[Outline items for labeled areas]
********************

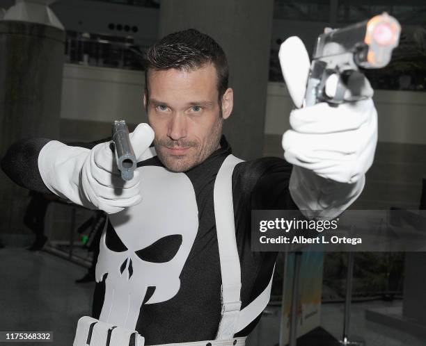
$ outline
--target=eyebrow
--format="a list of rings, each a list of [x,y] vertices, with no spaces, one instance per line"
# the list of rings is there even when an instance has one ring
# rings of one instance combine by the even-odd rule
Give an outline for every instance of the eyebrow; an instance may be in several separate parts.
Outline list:
[[[168,106],[166,102],[163,102],[161,101],[159,101],[155,99],[150,99],[149,101],[150,104],[152,104],[154,106],[160,106],[160,105]],[[189,102],[188,104],[188,106],[201,106],[202,107],[208,108],[208,107],[212,107],[214,106],[214,102],[211,102],[210,101],[194,101],[192,102]]]

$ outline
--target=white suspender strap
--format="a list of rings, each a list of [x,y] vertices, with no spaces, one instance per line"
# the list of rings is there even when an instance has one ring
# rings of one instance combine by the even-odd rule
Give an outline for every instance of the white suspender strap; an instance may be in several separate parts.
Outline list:
[[[235,239],[232,203],[232,172],[242,160],[229,155],[214,182],[213,198],[222,276],[221,319],[216,340],[230,339],[235,333],[241,308],[241,267]]]
[[[250,324],[252,321],[262,313],[267,307],[267,305],[268,305],[271,297],[271,288],[272,288],[272,279],[274,278],[274,271],[275,265],[274,265],[274,270],[272,270],[269,283],[268,283],[266,288],[263,290],[263,292],[255,299],[239,311],[239,318],[238,318],[238,324],[235,331],[235,333],[242,331]]]

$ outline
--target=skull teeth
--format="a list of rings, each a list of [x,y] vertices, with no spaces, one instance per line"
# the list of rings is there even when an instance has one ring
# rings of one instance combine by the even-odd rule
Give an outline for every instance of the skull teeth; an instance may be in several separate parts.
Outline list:
[[[128,267],[127,267],[127,260],[129,261]],[[126,260],[123,263],[123,264],[120,267],[120,272],[123,274],[124,271],[126,270],[126,267],[127,268],[127,272],[129,273],[128,279],[130,279],[132,277],[132,275],[133,275],[133,265],[132,263],[131,258],[126,258]]]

********************

WHAT YOU HAVE TO DO>
Pull out each line above that contains the word "suspender", copying every one of them unchanged.

REPLY TO THE TASK>
--target=white suspender strap
Give an outline for every instance of the white suspender strap; an instance may be in several separate parts.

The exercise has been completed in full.